BEGIN Selected text
Woerner isn’t the only one who believes the prescription of medicine has gone too far. Sen. John Ensign (R-Nev.) introduced the “Child Medication Safety Act of 2003” in the U.S. Senate last summer. The legislation is designed to end the practice of coercing the medication of children as a condition of attending school.
“The decision to place a child on medication as a method to treat behavioral problems or learning disabilities should be made by parents and parents only, and undue influence or coercion by school officials has no place in such an important decision,” Ensign said in a press release. The bill is pending in the Senate’s Committee on Health, Education, Labor and Pensions.
END Selected text
BEGIN Data extracts
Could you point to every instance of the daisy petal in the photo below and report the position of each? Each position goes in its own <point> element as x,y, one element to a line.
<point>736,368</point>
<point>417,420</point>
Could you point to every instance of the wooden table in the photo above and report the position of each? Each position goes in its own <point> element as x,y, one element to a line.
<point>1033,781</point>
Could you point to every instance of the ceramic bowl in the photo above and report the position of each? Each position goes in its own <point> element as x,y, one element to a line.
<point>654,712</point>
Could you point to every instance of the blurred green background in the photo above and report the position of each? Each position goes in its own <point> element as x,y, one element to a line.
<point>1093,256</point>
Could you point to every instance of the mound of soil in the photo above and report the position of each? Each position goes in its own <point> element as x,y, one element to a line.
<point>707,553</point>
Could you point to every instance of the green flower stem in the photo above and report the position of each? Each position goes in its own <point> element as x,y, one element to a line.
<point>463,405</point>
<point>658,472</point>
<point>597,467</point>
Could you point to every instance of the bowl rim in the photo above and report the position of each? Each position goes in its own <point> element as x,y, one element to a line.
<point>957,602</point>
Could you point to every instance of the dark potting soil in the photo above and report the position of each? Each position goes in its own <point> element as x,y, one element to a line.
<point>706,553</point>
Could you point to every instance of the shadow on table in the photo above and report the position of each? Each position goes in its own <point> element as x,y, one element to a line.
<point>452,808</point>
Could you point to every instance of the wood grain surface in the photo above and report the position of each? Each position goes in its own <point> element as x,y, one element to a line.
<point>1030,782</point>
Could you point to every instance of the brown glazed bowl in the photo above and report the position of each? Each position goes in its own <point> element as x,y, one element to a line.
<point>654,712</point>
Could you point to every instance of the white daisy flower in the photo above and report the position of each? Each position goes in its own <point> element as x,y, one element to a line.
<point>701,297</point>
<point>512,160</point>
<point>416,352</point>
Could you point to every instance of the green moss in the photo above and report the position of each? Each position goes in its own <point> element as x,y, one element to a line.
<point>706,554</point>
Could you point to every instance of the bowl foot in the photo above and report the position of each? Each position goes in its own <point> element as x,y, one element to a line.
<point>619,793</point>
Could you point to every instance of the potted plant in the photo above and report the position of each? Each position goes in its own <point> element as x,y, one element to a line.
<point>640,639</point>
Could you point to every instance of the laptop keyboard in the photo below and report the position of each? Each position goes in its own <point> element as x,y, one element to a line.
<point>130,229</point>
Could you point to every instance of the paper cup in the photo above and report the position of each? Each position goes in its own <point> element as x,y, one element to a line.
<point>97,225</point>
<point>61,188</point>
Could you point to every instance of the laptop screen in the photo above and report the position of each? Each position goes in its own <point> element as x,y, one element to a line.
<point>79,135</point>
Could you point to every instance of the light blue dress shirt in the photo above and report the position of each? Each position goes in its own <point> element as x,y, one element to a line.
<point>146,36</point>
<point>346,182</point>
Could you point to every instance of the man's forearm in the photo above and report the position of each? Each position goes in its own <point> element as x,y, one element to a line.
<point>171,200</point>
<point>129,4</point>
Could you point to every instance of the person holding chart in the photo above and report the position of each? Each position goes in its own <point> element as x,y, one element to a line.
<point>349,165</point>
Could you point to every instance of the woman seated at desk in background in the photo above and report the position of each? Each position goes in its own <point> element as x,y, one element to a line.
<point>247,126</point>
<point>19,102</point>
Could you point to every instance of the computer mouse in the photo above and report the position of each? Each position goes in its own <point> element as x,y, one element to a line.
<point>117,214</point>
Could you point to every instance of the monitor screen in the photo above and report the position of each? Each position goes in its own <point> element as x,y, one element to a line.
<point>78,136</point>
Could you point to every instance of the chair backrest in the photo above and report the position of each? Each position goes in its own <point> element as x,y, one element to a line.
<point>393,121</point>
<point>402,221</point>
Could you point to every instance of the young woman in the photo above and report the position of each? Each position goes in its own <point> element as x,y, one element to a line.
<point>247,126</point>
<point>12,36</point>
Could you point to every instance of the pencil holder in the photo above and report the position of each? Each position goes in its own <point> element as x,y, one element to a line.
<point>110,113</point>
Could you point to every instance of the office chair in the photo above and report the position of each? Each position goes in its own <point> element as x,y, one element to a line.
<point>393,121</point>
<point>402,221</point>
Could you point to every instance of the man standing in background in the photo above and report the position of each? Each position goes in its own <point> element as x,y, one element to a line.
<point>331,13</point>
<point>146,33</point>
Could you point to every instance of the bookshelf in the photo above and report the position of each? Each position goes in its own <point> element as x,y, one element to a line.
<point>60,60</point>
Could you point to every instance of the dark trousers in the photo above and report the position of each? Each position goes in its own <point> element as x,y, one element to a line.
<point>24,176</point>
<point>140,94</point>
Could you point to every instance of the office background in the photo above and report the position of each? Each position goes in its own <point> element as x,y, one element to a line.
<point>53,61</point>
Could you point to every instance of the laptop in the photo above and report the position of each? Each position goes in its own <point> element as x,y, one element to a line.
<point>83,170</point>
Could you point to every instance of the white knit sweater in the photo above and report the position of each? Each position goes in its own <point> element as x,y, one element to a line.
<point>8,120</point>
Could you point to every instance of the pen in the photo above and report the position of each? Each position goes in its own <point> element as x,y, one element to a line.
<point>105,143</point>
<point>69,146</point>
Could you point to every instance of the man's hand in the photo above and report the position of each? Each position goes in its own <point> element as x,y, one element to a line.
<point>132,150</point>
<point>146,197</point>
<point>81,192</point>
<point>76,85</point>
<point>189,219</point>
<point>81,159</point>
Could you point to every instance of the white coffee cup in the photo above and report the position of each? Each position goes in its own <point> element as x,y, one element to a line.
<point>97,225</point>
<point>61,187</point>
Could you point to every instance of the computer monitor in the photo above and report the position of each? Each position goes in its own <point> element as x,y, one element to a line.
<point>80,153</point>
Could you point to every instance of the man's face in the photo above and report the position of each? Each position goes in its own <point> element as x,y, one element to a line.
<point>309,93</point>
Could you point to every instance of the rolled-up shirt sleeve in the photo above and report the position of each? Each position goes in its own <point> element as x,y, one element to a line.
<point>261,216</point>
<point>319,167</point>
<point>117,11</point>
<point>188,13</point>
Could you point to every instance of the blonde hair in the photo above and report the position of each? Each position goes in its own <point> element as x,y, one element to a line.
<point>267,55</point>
END Data extracts
• Questions to answer:
1. Rewrite the passage on the Child Medication Safety Act starting at "Woerner isn’t the" and ending at "Labor and Pensions.", replacing "press release" with "public statement".
2. According to the passage on the Child Medication Safety Act, what is the bill meant to accomplish, and what reason did Ensign give for it? Answer in one to three sentences.

• List of answers:
1.
Woerner isn’t the only one who believes the prescription of medicine has gone too far. Sen. John Ensign (R-Nev.) introduced the “Child Medication Safety Act of 2003” in the U.S. Senate last summer. The legislation is designed to end the practice of coercing the medication of children as a condition of attending school.
“The decision to place a child on medication as a method to treat behavioral problems or learning disabilities should be made by parents and parents only, and undue influence or coercion by school officials has no place in such an important decision,” Ensign said in a public statement. The bill is pending in the Senate’s Committee on Health, Education, Labor and Pensions.

2. The bill is designed to end the practice of coercing children to take medication as a condition of attending school. Ensign said the decision to medicate a child for behavioral problems or learning disabilities should be made by parents only. He added that undue influence or coercion by school officials has no place in such an important decision.